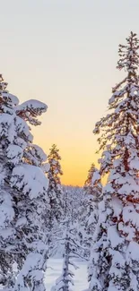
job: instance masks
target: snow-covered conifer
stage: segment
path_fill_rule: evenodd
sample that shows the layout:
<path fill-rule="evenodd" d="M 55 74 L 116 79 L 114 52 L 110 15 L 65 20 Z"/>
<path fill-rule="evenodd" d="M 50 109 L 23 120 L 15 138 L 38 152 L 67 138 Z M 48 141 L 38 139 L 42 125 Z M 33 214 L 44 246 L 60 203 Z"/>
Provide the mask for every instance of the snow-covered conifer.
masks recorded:
<path fill-rule="evenodd" d="M 80 254 L 79 245 L 73 233 L 73 227 L 71 227 L 69 222 L 61 244 L 64 244 L 64 263 L 62 275 L 56 279 L 56 285 L 51 288 L 51 291 L 72 291 L 71 286 L 74 286 L 73 277 L 74 272 L 70 270 L 70 265 L 77 269 L 78 267 L 74 263 L 74 258 L 79 258 Z"/>
<path fill-rule="evenodd" d="M 53 144 L 49 155 L 48 157 L 49 163 L 48 180 L 49 185 L 48 190 L 48 196 L 49 200 L 49 214 L 48 214 L 48 227 L 53 227 L 54 224 L 59 222 L 63 214 L 63 201 L 62 201 L 62 186 L 60 175 L 63 175 L 59 155 L 59 150 L 56 144 Z"/>
<path fill-rule="evenodd" d="M 102 200 L 102 184 L 100 171 L 94 164 L 88 172 L 88 176 L 84 184 L 84 201 L 82 216 L 82 225 L 84 228 L 83 243 L 88 248 L 89 253 L 92 244 L 92 235 L 98 222 L 99 203 Z"/>
<path fill-rule="evenodd" d="M 109 173 L 96 228 L 90 291 L 139 290 L 139 39 L 131 32 L 119 46 L 117 84 L 109 113 L 96 124 L 102 150 L 100 173 Z"/>
<path fill-rule="evenodd" d="M 45 247 L 48 167 L 43 150 L 32 143 L 30 127 L 39 124 L 37 116 L 47 106 L 37 100 L 19 105 L 6 86 L 0 75 L 0 284 L 12 287 L 13 263 L 21 270 L 29 253 Z"/>

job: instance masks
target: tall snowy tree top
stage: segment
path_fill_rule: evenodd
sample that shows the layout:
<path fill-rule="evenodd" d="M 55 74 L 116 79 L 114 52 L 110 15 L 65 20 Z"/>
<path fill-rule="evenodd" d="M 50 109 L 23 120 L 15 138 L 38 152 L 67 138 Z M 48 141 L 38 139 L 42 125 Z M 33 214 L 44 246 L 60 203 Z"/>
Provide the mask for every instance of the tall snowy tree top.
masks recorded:
<path fill-rule="evenodd" d="M 84 184 L 85 193 L 91 195 L 96 195 L 97 193 L 101 193 L 102 185 L 100 182 L 101 176 L 100 171 L 95 167 L 92 163 L 88 172 L 88 176 Z"/>
<path fill-rule="evenodd" d="M 123 171 L 139 169 L 139 39 L 131 32 L 125 46 L 119 46 L 117 68 L 126 69 L 126 78 L 113 89 L 109 101 L 109 113 L 96 124 L 94 133 L 100 150 L 103 150 L 100 172 L 108 173 L 115 160 L 114 167 Z M 121 163 L 123 161 L 123 166 Z"/>

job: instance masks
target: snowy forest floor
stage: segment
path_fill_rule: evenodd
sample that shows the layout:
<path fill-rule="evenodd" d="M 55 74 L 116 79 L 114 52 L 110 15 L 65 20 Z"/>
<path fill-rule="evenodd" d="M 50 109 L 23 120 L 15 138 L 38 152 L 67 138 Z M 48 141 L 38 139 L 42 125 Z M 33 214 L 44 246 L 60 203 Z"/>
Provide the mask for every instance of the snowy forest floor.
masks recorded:
<path fill-rule="evenodd" d="M 85 290 L 88 287 L 87 283 L 87 262 L 85 261 L 75 261 L 74 263 L 79 267 L 77 270 L 74 270 L 71 267 L 71 270 L 74 271 L 74 286 L 73 287 L 74 291 Z M 48 261 L 47 278 L 46 278 L 46 287 L 48 291 L 50 291 L 52 286 L 55 284 L 56 279 L 61 275 L 62 272 L 62 259 L 49 259 Z"/>

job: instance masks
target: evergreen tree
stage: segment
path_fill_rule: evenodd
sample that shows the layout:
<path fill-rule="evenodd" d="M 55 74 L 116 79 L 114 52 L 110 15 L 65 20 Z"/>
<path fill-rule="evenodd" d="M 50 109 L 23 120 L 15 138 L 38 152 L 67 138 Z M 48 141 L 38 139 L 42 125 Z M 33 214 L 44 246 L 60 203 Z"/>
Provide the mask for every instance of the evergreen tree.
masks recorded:
<path fill-rule="evenodd" d="M 13 264 L 18 274 L 28 255 L 42 257 L 48 183 L 47 156 L 32 143 L 29 126 L 40 124 L 37 116 L 47 106 L 37 100 L 19 105 L 6 86 L 0 75 L 0 284 L 10 288 L 15 283 Z M 29 284 L 24 285 L 26 290 Z"/>
<path fill-rule="evenodd" d="M 59 222 L 63 214 L 63 201 L 62 201 L 62 186 L 60 175 L 63 175 L 59 155 L 59 150 L 56 144 L 52 145 L 49 155 L 48 157 L 50 165 L 48 171 L 49 185 L 48 195 L 49 200 L 49 214 L 48 214 L 48 227 L 51 229 L 55 223 Z"/>
<path fill-rule="evenodd" d="M 86 247 L 84 255 L 87 257 L 90 256 L 92 236 L 98 222 L 99 203 L 102 200 L 100 178 L 100 171 L 91 164 L 83 187 L 84 199 L 81 213 L 82 241 Z"/>
<path fill-rule="evenodd" d="M 70 270 L 70 265 L 75 269 L 78 267 L 72 261 L 73 258 L 79 258 L 78 252 L 80 245 L 77 244 L 73 227 L 70 227 L 69 221 L 67 224 L 65 233 L 62 239 L 62 244 L 65 246 L 64 250 L 64 263 L 62 275 L 56 279 L 56 285 L 51 288 L 51 291 L 72 291 L 71 285 L 74 286 L 73 277 L 74 274 Z"/>
<path fill-rule="evenodd" d="M 96 228 L 90 291 L 139 290 L 139 40 L 131 32 L 119 46 L 117 69 L 126 78 L 113 88 L 109 114 L 94 133 L 109 173 Z"/>

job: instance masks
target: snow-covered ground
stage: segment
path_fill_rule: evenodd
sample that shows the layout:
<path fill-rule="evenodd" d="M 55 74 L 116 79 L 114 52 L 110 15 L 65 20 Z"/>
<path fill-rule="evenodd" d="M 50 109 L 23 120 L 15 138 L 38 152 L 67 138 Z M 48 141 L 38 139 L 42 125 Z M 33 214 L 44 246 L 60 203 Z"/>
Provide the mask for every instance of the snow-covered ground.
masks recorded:
<path fill-rule="evenodd" d="M 85 290 L 88 287 L 87 283 L 87 263 L 84 261 L 74 261 L 78 267 L 78 270 L 71 270 L 74 271 L 74 287 L 73 287 L 74 291 Z M 55 284 L 56 279 L 61 275 L 62 270 L 62 259 L 50 259 L 48 261 L 48 270 L 46 273 L 46 287 L 47 291 L 50 291 L 51 287 Z"/>

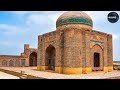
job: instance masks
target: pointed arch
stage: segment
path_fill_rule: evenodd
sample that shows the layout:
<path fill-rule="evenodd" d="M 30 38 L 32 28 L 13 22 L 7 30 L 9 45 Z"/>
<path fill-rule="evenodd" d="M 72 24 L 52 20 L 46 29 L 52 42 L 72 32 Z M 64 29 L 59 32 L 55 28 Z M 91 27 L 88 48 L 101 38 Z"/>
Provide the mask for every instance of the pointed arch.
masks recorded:
<path fill-rule="evenodd" d="M 45 65 L 48 70 L 55 70 L 56 49 L 53 45 L 49 45 L 45 51 Z"/>

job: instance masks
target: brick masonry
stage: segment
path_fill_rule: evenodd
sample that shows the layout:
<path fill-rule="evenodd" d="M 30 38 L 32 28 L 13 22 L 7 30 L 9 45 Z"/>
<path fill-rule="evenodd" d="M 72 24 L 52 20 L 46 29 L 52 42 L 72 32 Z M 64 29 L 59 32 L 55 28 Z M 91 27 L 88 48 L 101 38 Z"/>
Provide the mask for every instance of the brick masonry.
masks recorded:
<path fill-rule="evenodd" d="M 24 52 L 21 55 L 0 55 L 0 66 L 4 67 L 21 67 L 29 66 L 30 54 L 35 52 L 37 54 L 37 49 L 29 48 L 29 44 L 24 45 Z M 22 64 L 23 60 L 25 65 Z"/>

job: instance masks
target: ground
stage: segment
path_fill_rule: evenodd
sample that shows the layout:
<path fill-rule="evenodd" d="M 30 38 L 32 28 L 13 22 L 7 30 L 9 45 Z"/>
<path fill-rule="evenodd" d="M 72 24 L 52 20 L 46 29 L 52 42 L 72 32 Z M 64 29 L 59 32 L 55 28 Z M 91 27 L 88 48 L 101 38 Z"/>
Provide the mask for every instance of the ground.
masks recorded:
<path fill-rule="evenodd" d="M 19 79 L 19 77 L 16 77 L 4 72 L 0 72 L 0 79 Z"/>
<path fill-rule="evenodd" d="M 14 72 L 24 71 L 27 75 L 33 75 L 36 77 L 46 78 L 46 79 L 106 79 L 112 77 L 120 76 L 120 71 L 114 70 L 112 72 L 93 72 L 90 74 L 78 74 L 78 75 L 67 75 L 67 74 L 58 74 L 53 72 L 37 71 L 36 67 L 0 67 L 0 69 L 10 70 Z M 0 74 L 0 77 L 7 76 L 7 74 Z M 9 75 L 11 76 L 11 75 Z M 12 76 L 11 76 L 12 77 Z M 8 77 L 9 79 L 11 77 Z M 1 77 L 2 78 L 2 77 Z M 15 79 L 17 79 L 15 77 Z"/>

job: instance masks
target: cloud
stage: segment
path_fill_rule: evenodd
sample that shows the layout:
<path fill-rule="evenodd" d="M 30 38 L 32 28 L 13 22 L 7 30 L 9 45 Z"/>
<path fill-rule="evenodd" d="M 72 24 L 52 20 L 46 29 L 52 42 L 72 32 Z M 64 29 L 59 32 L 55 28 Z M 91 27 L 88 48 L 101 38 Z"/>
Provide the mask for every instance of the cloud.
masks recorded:
<path fill-rule="evenodd" d="M 23 33 L 25 30 L 23 28 L 14 26 L 14 25 L 9 25 L 9 24 L 0 24 L 0 31 L 2 31 L 5 34 L 18 34 L 18 33 Z"/>

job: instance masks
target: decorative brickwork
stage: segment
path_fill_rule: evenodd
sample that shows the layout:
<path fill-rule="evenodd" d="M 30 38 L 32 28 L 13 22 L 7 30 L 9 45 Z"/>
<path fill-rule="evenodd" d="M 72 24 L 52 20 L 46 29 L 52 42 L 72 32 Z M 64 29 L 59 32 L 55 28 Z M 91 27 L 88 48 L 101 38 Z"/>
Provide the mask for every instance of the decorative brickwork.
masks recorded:
<path fill-rule="evenodd" d="M 66 12 L 56 24 L 56 31 L 38 36 L 38 70 L 64 74 L 112 71 L 112 35 L 92 30 L 92 19 L 83 12 Z"/>
<path fill-rule="evenodd" d="M 16 55 L 0 55 L 0 66 L 4 67 L 21 67 L 30 66 L 30 54 L 36 53 L 36 65 L 37 66 L 37 49 L 29 48 L 29 44 L 24 45 L 24 52 L 20 56 Z M 23 62 L 24 61 L 24 62 Z M 22 64 L 25 65 L 22 65 Z"/>

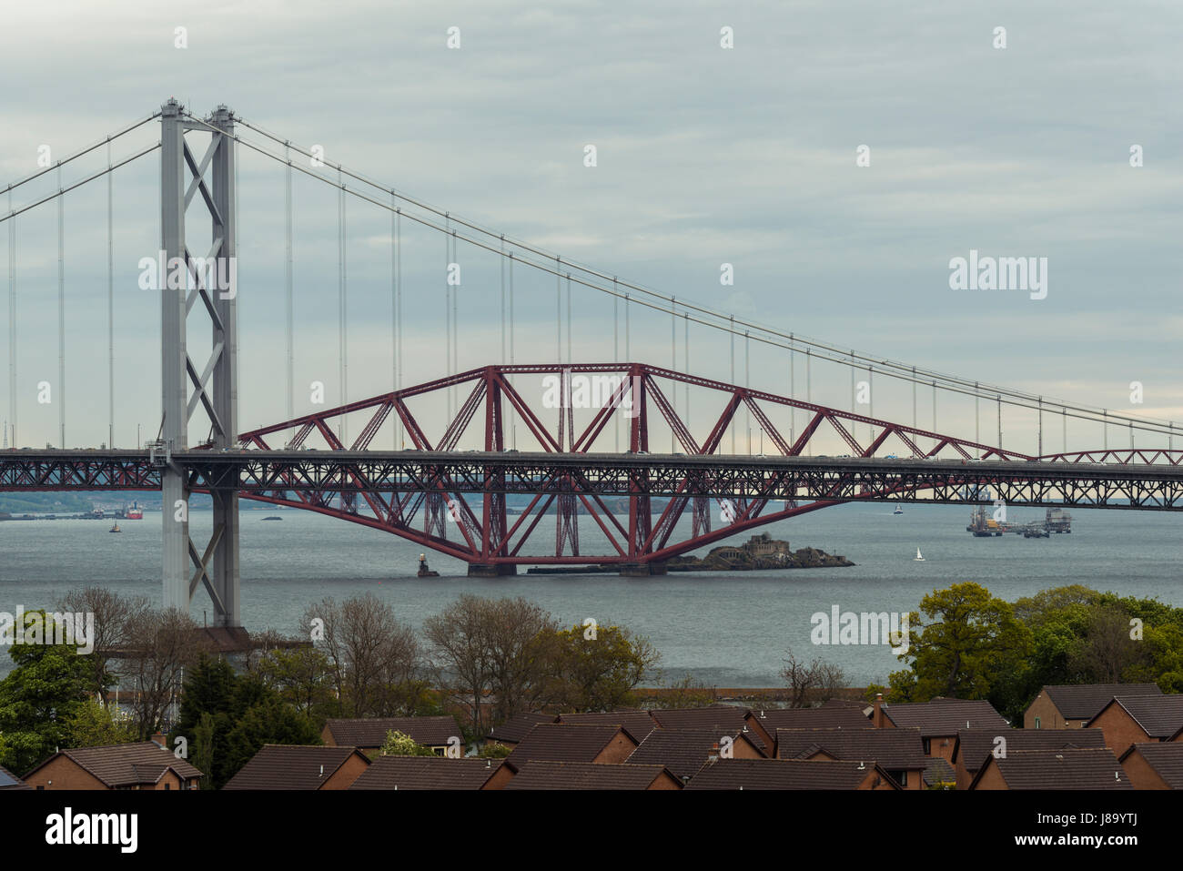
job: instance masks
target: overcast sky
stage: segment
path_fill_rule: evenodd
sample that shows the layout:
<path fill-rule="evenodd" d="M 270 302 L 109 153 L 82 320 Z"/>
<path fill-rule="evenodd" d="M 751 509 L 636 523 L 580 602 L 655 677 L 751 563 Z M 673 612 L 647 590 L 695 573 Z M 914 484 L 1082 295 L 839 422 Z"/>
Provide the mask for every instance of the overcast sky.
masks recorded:
<path fill-rule="evenodd" d="M 679 298 L 970 379 L 1179 419 L 1181 19 L 1165 2 L 6 4 L 0 188 L 37 169 L 39 147 L 64 156 L 168 97 L 201 115 L 226 103 L 292 142 L 322 144 L 330 162 Z M 447 46 L 450 27 L 459 49 Z M 720 45 L 723 27 L 733 49 Z M 157 136 L 148 124 L 115 157 Z M 105 154 L 93 157 L 64 179 L 98 169 Z M 124 446 L 136 424 L 148 437 L 160 419 L 159 301 L 136 286 L 138 259 L 159 247 L 157 178 L 154 154 L 115 180 Z M 244 150 L 239 183 L 248 428 L 286 411 L 284 170 Z M 19 188 L 14 205 L 49 185 Z M 340 400 L 336 195 L 304 176 L 293 185 L 305 412 L 313 380 L 330 405 Z M 348 214 L 348 399 L 360 399 L 393 383 L 390 227 L 361 202 Z M 63 389 L 57 208 L 18 222 L 21 444 L 57 444 L 63 393 L 67 445 L 106 439 L 105 183 L 70 194 L 64 224 Z M 950 258 L 971 250 L 1046 257 L 1046 298 L 951 290 Z M 446 372 L 444 258 L 440 237 L 407 230 L 405 385 Z M 499 271 L 463 245 L 458 258 L 460 367 L 471 368 L 500 359 Z M 723 263 L 733 286 L 719 284 Z M 554 279 L 519 276 L 517 293 L 517 361 L 551 360 Z M 610 301 L 576 289 L 573 309 L 573 357 L 612 360 Z M 668 316 L 635 314 L 631 336 L 631 356 L 670 363 Z M 677 342 L 680 367 L 680 328 Z M 696 374 L 726 380 L 728 354 L 725 337 L 692 331 Z M 738 360 L 742 379 L 742 350 Z M 750 370 L 754 386 L 789 392 L 784 351 L 752 350 Z M 37 402 L 43 380 L 54 404 Z M 1143 405 L 1130 404 L 1131 381 L 1144 385 Z M 815 372 L 813 389 L 816 401 L 849 405 L 845 373 Z M 874 413 L 910 421 L 911 388 L 880 389 Z M 704 427 L 705 402 L 692 411 Z M 971 402 L 938 413 L 939 430 L 972 436 Z M 919 415 L 932 422 L 923 392 Z M 1009 432 L 1026 438 L 1029 425 L 1008 421 Z M 1069 447 L 1100 440 L 1094 427 Z M 1015 446 L 1035 449 L 1030 438 Z"/>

---

__Your task__
In how many lines of the records does the word "forest" appear, counting only matches with the same capitalization? Reply with the number alone.

__Written reply__
2